* _THE TASK_: Show each line in the entries below that contains the word "coastal".

◆ ◆ ◆ ◆

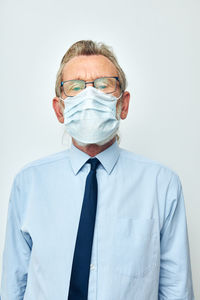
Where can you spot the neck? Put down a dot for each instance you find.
(93, 149)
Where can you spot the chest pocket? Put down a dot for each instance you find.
(135, 246)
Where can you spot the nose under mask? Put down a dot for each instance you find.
(90, 116)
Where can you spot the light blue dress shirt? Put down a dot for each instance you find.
(140, 249)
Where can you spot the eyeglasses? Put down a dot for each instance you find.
(108, 85)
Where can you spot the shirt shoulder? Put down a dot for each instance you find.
(49, 161)
(134, 160)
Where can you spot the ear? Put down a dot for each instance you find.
(125, 105)
(58, 108)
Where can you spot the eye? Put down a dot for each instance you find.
(102, 86)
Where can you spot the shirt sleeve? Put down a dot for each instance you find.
(175, 281)
(17, 249)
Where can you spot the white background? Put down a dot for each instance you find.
(157, 44)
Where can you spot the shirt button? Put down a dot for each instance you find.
(91, 266)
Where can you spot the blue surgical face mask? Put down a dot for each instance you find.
(90, 116)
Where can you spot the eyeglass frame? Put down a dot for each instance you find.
(87, 82)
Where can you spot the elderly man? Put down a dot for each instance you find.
(95, 221)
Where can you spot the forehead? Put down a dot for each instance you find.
(88, 67)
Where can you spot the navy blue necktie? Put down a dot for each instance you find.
(78, 289)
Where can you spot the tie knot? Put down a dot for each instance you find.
(94, 163)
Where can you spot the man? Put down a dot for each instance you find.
(95, 221)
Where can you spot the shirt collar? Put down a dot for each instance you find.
(108, 157)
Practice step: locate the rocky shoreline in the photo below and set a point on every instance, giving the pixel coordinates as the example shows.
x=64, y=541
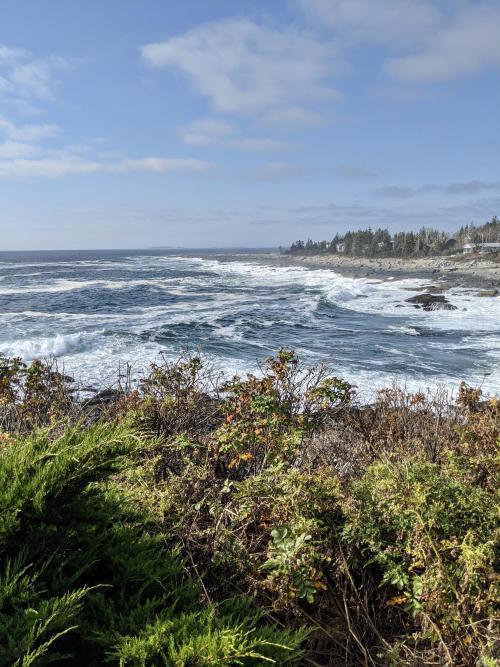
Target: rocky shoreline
x=458, y=271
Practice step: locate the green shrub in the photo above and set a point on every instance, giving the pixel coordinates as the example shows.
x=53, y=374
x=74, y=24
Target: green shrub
x=86, y=575
x=433, y=534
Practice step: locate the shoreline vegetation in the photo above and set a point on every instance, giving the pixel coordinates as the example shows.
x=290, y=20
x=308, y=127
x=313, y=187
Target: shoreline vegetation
x=428, y=254
x=198, y=520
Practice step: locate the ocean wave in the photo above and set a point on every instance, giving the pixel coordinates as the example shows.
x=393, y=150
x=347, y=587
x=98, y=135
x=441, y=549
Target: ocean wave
x=49, y=346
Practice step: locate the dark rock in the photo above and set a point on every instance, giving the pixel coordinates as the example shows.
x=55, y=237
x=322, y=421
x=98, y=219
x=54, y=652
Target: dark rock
x=431, y=302
x=426, y=299
x=488, y=293
x=104, y=398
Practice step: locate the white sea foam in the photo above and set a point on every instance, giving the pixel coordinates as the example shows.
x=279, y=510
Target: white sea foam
x=249, y=305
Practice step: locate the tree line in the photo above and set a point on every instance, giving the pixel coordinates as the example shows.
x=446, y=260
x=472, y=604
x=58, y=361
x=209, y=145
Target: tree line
x=381, y=243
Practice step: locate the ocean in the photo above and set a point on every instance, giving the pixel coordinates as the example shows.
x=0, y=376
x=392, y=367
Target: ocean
x=97, y=310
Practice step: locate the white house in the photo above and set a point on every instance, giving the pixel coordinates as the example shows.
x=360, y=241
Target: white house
x=481, y=247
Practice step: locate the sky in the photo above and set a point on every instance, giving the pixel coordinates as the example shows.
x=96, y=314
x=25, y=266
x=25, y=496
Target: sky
x=145, y=123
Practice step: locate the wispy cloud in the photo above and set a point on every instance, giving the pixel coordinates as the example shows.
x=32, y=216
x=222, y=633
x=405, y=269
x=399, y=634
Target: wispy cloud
x=354, y=172
x=276, y=171
x=466, y=188
x=388, y=22
x=210, y=132
x=425, y=41
x=245, y=68
x=23, y=75
x=19, y=162
x=468, y=44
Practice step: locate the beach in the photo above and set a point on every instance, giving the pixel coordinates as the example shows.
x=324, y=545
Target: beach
x=481, y=271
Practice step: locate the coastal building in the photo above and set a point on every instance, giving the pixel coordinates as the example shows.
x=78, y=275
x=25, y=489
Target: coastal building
x=481, y=247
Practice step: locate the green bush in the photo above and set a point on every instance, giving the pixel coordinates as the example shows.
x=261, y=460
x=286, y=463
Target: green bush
x=86, y=577
x=434, y=536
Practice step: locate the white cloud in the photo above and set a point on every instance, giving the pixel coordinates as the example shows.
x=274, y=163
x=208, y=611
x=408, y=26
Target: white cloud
x=353, y=171
x=206, y=131
x=246, y=68
x=469, y=44
x=389, y=22
x=17, y=149
x=276, y=171
x=210, y=132
x=260, y=144
x=22, y=75
x=158, y=165
x=56, y=164
x=295, y=116
x=29, y=133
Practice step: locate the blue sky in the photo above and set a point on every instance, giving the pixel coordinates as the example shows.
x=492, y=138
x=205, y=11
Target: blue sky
x=144, y=123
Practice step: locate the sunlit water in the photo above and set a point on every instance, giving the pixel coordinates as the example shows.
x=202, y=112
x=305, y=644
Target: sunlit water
x=97, y=310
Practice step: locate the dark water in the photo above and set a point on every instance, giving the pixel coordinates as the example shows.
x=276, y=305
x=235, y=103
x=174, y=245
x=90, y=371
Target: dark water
x=97, y=309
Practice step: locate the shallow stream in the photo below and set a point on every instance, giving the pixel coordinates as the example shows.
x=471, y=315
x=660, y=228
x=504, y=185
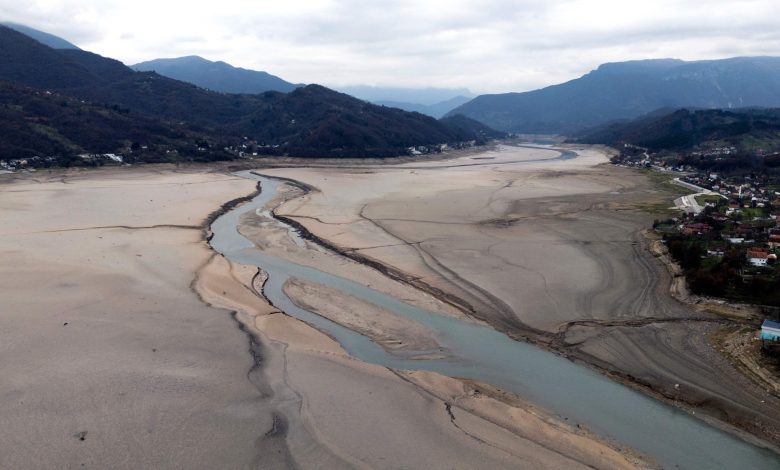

◆ ◆ ◆ ◆

* _ANSWER FOR THIS EXERCISE_:
Practice step: locate the coastal building in the photo above and set a point on every instance, giving the pixel coordinates as the example shows.
Target: coastal building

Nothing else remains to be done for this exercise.